__The exercise__: Print, unchanged, only the lines below from the one containing "Task: locate the cabinet door handle." through the one containing "column 585, row 143", with both of those lines included.

__Dataset__:
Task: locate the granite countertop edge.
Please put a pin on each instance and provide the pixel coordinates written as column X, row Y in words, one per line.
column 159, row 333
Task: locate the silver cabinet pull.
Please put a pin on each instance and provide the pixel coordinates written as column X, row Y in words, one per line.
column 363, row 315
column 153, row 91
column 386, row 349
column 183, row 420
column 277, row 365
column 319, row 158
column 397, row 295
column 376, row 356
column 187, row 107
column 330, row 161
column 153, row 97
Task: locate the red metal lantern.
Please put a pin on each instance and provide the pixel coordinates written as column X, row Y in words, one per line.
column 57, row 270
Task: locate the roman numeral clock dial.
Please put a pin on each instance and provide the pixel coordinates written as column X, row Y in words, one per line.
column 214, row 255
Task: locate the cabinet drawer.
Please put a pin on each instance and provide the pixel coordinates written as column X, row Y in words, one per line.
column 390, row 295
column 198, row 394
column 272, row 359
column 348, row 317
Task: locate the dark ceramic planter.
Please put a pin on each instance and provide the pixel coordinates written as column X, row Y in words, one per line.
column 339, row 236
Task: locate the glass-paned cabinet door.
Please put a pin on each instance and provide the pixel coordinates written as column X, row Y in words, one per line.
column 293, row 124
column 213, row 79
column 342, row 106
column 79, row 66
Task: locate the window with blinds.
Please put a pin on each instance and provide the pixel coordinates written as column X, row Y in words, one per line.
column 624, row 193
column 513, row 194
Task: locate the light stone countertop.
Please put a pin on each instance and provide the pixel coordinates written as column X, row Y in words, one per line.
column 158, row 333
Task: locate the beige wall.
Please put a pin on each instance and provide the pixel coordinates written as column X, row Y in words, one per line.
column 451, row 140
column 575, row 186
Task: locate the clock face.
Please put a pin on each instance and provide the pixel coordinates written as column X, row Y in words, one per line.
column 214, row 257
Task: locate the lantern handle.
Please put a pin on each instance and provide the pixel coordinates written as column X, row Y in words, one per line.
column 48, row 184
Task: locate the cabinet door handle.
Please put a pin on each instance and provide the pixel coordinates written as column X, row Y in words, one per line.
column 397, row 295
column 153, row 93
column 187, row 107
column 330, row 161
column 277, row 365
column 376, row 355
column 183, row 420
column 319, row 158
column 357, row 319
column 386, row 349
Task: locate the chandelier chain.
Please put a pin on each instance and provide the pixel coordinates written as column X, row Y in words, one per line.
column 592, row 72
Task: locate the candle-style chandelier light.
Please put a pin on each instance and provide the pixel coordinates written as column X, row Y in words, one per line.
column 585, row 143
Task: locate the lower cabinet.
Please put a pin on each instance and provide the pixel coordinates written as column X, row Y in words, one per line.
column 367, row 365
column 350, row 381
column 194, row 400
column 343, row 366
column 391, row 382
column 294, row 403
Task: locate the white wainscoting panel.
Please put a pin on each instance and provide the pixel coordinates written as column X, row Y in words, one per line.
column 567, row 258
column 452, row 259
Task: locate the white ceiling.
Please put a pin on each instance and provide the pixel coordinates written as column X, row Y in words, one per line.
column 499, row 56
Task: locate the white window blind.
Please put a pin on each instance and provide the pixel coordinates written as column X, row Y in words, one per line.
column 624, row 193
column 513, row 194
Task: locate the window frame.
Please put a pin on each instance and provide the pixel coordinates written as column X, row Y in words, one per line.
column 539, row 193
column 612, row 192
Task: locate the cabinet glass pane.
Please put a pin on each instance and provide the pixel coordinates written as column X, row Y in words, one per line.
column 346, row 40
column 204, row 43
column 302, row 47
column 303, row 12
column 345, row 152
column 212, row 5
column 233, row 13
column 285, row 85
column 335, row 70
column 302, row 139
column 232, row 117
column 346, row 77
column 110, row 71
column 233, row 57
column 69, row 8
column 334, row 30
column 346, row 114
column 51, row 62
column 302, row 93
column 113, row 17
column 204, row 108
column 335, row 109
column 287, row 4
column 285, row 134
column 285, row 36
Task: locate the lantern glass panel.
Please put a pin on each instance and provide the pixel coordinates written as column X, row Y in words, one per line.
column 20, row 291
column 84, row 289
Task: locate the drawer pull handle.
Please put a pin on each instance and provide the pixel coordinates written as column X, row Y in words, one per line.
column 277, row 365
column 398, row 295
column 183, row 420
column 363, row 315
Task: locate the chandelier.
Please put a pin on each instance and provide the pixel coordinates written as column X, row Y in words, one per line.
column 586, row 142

__The result__:
Task: locate the cabinet door handle.
Please put a pin on each instance and provide the pixel coordinates written as column X, row Y in words, one per line.
column 397, row 295
column 153, row 93
column 187, row 107
column 330, row 161
column 277, row 365
column 376, row 355
column 183, row 420
column 319, row 158
column 357, row 319
column 386, row 349
Task: locate the chandelier chain.
Please put a pin on each instance and provide the pixel coordinates written as column X, row Y in words, one per line.
column 592, row 72
Task: locate the candle-style chandelier light.
Please put a pin on each instance and provide the pixel coordinates written as column X, row Y in words, one per line.
column 585, row 143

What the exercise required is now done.